» WHAT THE EXERCISE ASKS: Give back the full material exactly. Omit no line.

_ _ _

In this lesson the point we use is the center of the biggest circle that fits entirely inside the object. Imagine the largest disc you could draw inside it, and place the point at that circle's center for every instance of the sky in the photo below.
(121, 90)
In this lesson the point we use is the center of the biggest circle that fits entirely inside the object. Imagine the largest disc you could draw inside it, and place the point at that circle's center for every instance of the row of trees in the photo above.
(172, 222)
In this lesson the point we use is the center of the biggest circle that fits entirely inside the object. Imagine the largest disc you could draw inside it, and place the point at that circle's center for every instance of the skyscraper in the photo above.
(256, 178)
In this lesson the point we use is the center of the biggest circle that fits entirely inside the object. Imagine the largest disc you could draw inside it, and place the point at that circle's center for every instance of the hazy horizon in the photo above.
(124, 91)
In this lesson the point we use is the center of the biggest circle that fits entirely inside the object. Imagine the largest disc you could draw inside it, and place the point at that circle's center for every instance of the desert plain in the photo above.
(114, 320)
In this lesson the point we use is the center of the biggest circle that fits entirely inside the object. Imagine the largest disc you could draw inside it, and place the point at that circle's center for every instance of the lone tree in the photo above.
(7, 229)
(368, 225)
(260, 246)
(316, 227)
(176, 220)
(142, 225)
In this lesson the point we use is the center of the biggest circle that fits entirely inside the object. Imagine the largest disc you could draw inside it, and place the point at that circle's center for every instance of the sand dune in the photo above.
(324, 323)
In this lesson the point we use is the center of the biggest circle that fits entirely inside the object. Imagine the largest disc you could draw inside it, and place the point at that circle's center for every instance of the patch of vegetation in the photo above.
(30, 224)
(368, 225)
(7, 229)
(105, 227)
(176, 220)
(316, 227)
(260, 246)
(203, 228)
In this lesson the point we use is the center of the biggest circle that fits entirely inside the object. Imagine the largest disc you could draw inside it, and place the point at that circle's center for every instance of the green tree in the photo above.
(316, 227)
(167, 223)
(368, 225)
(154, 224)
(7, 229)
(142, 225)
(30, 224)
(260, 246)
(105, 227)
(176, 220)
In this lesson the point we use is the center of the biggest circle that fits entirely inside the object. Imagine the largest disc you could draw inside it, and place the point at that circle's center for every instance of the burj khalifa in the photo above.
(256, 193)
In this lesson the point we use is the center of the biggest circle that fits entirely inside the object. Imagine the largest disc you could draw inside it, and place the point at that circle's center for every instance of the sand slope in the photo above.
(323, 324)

_ _ _

» REPLY:
In this lesson the point we use is the center of the biggest circle that fits entirely inside the object. Imagine the largest disc you could draw inside it, and place the point at that circle's center for every instance of the sky in the photo below.
(121, 90)
In this lesson the point we use is the center of the biggest circle that fits entirely inside the object. Imagine the largest disc you could draw inside it, and place the point at that circle's center for every instance of the row of trees in the photo above.
(172, 222)
In this lesson the point we use is the center of the biggest circle that fits entirely inside the object. Imagine the largest disc you could draw inside it, and place the point at that circle's center for every instance of the skyscraper in the photo above.
(256, 178)
In this lesson the point we use is the center of the biggest circle that fits entirely inside the object. Imagine the largest disc you could draw inside it, and place the point at that circle's center for every instance of the hazy horizon in the photo above.
(124, 91)
In this lesson the point we use is the center of the biggest circle that fits entirely inside the object. Imagine the largest disc you could draw inside it, and place the point at that circle's center for every instance of the desert plain in the photo above.
(114, 320)
In this lesson the point we use is the center of the biggest circle that fits entirely inside the object. Imagine the largest disc you could draw inside it, and place the point at that circle's center for every instance of the lone tree in the photo above.
(7, 229)
(368, 225)
(260, 246)
(316, 227)
(176, 220)
(142, 225)
In this lesson the point we use is the center of the biggest circle that fits entirely inside the object. Imagine the largest disc you could draw inside it, and place the point at that circle's center for every instance of the sand dune in the photo above.
(324, 323)
In this lesson the point we use is the center of the biggest circle that fits entirely inside the object. Imagine the largest disc you could draw inside it, and place the point at that circle's center for every instance of the patch of vegetation in the photo above.
(30, 224)
(368, 225)
(7, 229)
(105, 227)
(176, 220)
(316, 227)
(260, 246)
(203, 228)
In this lesson the point we use is the center of the biggest circle that fits entirely inside the object. Imagine the largest disc you could draw inside it, and place the point at that circle's center for every instance of the green tree in the photo above.
(316, 227)
(167, 223)
(368, 225)
(154, 224)
(7, 229)
(142, 225)
(30, 224)
(260, 246)
(105, 227)
(176, 220)
In this lesson the point we use is the center of the biggest circle that fits entirely inside the object. Imagine the largest disc you could draw inside it, and place the point at that circle's center for every instance of the burj khalifa in the photo above.
(256, 193)
In this lesson the point we use is the center of the biggest circle that fits entirely inside the object. Imagine the largest disc you could draw inside it, and place the point at that circle's center for every instance of the sand slope in the photo above.
(323, 324)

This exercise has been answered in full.